(Collection entries)
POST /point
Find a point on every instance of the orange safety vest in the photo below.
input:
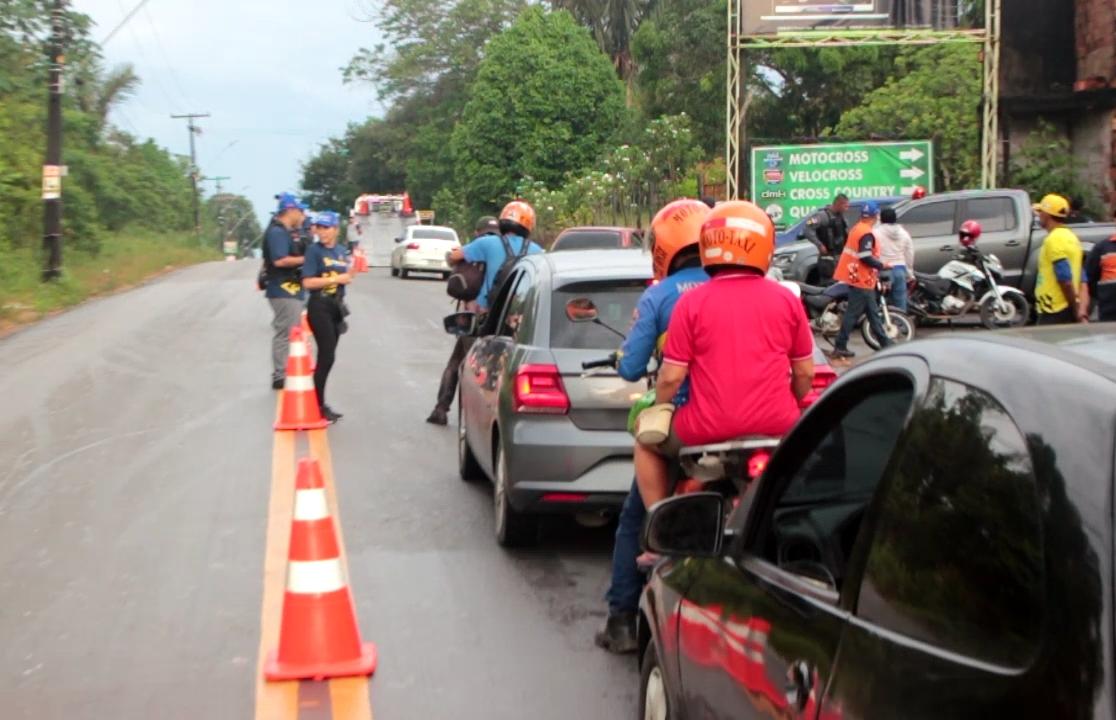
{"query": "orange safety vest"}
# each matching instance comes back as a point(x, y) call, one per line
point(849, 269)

==

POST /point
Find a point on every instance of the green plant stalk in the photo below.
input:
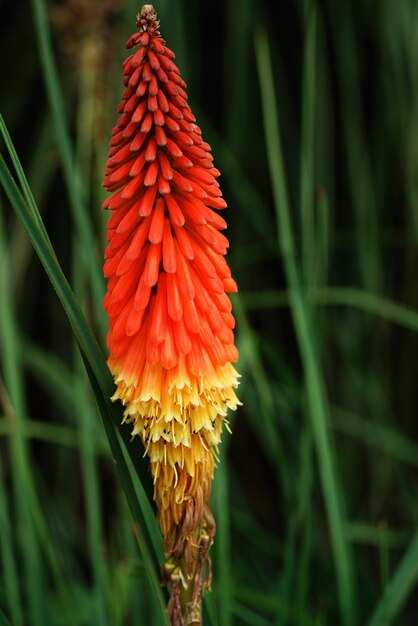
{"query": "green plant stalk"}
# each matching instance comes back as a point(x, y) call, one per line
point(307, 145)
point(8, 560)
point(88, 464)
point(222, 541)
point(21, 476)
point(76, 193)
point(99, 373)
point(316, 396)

...

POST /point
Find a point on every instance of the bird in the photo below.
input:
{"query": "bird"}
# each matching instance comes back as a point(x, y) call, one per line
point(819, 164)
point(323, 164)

● Direction
Count the lines in the listing above that contain the string "query". Reply with the number only.

● Written solution
3